▸ TRECHO SELECIONADO
####################
Polícia



Caso Kunzler

Delegada mantém posicionamento sobre a autoria da morte do publicitário

Jaerson Martins de Oliveira, 41 anos, voltou no começo da tarde deste domingo ao Patronato Lima Drummond, onde cumpre pena no semiaberto

30/03/2014 - 17h48min

Atualizada em: 30/03/2014 - 17h48min


Mesmo com a reviravolta no andamento do caso sobre a morte do publicitário Lairson Kunzler, 68 anos, a delegada titular da 6ª Delegacia da Polícia Civil, responsável por investigar o assassinato, Aurea Regina Hoeppel, mantém a convicção de que o preso do semiaberto Jaerson Martins de Oliveira, 41 anos, estava na cena do crime.

Oliveira foi liberado, por decisão judicial, da Penitenciária Modulada de Charqueadas no começo da tarde deste domingo, onde cumpria prisão preventiva por ser acusado de matar Kunzler. Como possui outras condenações, voltou para o albergue Patronato Lima Drummond, em Porto Alegre.

Em entrevista a Zero Hora, a delegada afirma que a polícia só teve uma testemunha, um comerciante que teria visto Oliveira descer armado de uma moto e entrar em um carro que teria perseguido o publicitário desde o banco onde ele sacou R$ 44 mil. É no comerciante que Aurea se baseia para manter a acusação. Nesta semana, ela tentará convencê-lo a falar com promotor Fabiano Dallazen, que pediu novas diligências no caso. A intenção é provar que esta testemunha, que não quer se identificar, realmente existe.
####################
▸ TAREFA 1
Atualize o trecho da reportagem sobre o caso Kunzler entre "Jaerson Martins de Oliveira, 41 anos, voltou" e "cena do crime.", inclusive, trocando "publicitário" por "empresário".
▸ TAREFA 2
Escreva o que vem a seguir na reportagem sobre o caso Kunzler, começando logo depois da última frase apresentada.
O material que vem depois desta nota é independente da reportagem.

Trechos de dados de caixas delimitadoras
####################
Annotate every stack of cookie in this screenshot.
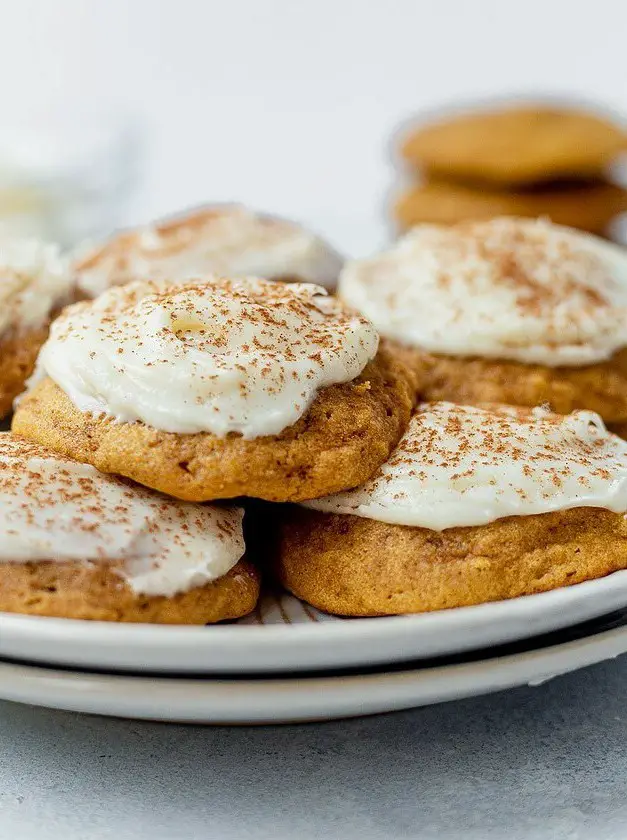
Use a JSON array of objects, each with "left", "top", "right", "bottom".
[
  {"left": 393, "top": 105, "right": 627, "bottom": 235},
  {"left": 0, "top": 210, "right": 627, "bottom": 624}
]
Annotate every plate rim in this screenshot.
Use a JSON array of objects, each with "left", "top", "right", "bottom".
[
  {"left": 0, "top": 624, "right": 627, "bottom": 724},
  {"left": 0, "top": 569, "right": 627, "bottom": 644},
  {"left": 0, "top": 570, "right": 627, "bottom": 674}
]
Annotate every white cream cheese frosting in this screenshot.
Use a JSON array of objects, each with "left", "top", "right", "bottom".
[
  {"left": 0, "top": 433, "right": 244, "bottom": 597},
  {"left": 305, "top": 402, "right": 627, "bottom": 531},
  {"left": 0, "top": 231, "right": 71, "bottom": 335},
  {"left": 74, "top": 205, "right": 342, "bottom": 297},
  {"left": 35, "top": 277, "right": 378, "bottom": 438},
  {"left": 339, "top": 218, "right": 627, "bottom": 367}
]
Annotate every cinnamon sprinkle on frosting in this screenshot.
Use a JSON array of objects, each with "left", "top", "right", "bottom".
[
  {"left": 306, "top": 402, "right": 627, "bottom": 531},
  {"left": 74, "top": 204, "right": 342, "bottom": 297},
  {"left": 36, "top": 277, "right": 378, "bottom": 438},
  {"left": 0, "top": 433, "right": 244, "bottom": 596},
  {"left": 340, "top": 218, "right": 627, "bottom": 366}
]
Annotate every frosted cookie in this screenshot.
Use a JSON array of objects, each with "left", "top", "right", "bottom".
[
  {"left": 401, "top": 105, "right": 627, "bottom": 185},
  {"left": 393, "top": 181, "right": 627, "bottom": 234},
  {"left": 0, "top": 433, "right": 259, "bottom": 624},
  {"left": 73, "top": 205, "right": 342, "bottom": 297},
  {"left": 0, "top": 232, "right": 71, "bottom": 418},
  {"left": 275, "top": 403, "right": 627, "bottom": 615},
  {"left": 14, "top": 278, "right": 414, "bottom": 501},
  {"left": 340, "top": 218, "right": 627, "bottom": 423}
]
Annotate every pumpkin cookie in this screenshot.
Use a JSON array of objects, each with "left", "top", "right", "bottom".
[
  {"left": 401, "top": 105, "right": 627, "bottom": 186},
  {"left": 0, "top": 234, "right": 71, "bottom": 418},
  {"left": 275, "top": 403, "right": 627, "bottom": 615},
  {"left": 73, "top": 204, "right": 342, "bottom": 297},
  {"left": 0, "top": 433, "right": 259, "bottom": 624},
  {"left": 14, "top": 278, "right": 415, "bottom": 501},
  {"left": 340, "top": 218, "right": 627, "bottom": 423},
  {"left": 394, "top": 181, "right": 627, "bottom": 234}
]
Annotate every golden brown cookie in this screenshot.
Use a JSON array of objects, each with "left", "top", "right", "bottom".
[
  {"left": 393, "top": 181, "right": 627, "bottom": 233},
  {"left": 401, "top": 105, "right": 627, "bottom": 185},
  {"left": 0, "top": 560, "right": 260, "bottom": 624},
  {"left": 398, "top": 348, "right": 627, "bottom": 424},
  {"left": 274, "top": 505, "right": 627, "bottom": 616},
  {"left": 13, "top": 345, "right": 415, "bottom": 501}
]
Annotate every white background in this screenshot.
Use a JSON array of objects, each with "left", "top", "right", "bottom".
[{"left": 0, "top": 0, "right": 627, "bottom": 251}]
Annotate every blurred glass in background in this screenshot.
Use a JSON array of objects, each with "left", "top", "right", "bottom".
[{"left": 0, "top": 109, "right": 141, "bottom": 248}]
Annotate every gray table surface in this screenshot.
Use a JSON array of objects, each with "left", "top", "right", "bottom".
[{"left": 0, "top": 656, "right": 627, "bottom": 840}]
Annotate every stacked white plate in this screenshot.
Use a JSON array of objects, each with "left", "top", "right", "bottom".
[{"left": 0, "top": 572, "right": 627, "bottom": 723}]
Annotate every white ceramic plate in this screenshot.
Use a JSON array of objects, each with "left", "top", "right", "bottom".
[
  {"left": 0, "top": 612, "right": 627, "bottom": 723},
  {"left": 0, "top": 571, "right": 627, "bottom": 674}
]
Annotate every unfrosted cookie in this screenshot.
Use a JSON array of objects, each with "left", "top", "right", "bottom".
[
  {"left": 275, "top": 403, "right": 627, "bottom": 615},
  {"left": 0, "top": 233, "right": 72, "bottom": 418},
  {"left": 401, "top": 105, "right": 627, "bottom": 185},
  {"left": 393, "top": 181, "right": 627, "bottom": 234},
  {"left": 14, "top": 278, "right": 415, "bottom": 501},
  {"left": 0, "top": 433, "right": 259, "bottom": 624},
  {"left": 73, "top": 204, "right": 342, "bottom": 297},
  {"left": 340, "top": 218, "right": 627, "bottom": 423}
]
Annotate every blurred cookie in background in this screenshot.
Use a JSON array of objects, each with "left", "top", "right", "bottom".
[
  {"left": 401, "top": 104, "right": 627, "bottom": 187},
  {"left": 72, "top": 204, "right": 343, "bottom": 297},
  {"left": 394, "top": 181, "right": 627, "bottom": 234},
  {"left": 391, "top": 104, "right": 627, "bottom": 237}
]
####################
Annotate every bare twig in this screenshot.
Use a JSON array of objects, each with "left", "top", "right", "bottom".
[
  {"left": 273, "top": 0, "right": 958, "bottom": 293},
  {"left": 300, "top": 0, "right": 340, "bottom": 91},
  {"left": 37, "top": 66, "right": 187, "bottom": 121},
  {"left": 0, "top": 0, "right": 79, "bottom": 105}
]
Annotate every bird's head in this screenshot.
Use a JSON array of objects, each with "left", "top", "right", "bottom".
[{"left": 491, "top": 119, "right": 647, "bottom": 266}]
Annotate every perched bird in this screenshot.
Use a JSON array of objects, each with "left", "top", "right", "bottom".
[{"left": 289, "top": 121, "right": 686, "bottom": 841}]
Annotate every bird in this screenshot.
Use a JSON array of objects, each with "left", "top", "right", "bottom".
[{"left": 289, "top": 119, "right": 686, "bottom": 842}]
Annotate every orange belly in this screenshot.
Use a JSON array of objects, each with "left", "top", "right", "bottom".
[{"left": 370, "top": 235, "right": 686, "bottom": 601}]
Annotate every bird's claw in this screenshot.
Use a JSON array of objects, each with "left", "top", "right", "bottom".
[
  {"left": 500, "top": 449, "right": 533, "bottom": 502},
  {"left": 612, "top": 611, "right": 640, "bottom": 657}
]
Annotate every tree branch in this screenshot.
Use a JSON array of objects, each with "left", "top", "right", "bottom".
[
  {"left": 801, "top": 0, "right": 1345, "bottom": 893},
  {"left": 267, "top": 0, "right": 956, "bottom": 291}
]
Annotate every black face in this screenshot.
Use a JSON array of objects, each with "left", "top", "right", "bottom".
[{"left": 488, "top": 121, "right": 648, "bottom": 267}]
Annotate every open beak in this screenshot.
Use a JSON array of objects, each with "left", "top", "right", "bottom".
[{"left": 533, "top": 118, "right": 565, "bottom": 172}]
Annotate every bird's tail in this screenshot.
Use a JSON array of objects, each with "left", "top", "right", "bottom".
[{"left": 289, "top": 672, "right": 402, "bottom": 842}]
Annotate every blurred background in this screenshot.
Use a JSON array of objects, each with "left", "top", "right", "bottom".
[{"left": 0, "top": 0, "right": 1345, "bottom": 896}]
####################
▸ RESPOSTA 1
Jaerson Martins de Oliveira, 41 anos, voltou no começo da tarde deste domingo ao Patronato Lima Drummond, onde cumpre pena no semiaberto

30/03/2014 - 17h48min

Atualizada em: 30/03/2014 - 17h48min


Mesmo com a reviravolta no andamento do caso sobre a morte do empresário Lairson Kunzler, 68 anos, a delegada titular da 6ª Delegacia da Polícia Civil, responsável por investigar o assassinato, Aurea Regina Hoeppel, mantém a convicção de que o preso do semiaberto Jaerson Martins de Oliveira, 41 anos, estava na cena do crime.

▸ RESPOSTA 2
Sobre o vídeo apresentado pela defesa de Oliveira para comprovar que ele estava no trabalho no momento do crime, a delegada estranha que a fita só apareceu cerca de 15 dias depois da prisão e que não foi entregue à polícia. Confira abaixo entrevista na íntegra:

ZH - Ao conceder liberdade ao Jaerson, o juiz alegou que a polícia o apontou como autor do crime pelo relato e reconhecimento fotográfico feito por uma testemunha que não se identificou. Para você, era uma prova fiel?

Aurea Regina Hoeppel - Deixa eu te explicar. Se não fosse por essa testemunha eu não teria nem descoberto que era saída de banco, não teria descoberto a Scenic... No dia seguinte ao fato, ela me telefonou e contou toda história que passei para vocês. Que estava chegando com a filha na Avenida Cavalhada e se deparou com a Scenic e com o cara armado e o cara apontou a arma para ele, aquela coisa toda, 10 metros, blábláblá. O cara (testemunha) é um comerciante e aí tentei, de todas maneiras, fazer com que ele desse depoimento. E ele, por telefone, negou. Disse que tem medo, que não vai se expor, que não acredita nessa segurança para testemunha. Resultado: fiquei sem saber o que fazer. Daí disse para ele que tinha umas fotos (de suspeitos) para mostrar e meu chefe de investigação conseguiu contato com ele. Os dois se encontraram e o chefe de investigação levou várias fotos. Ele apontou para a do Jaerson e aí disseram "delegada, é o Jaerson, a testemunha indicou". Disse não, nós precisamos fazer isso virar papel, eu preciso depoimento, não tenho nada.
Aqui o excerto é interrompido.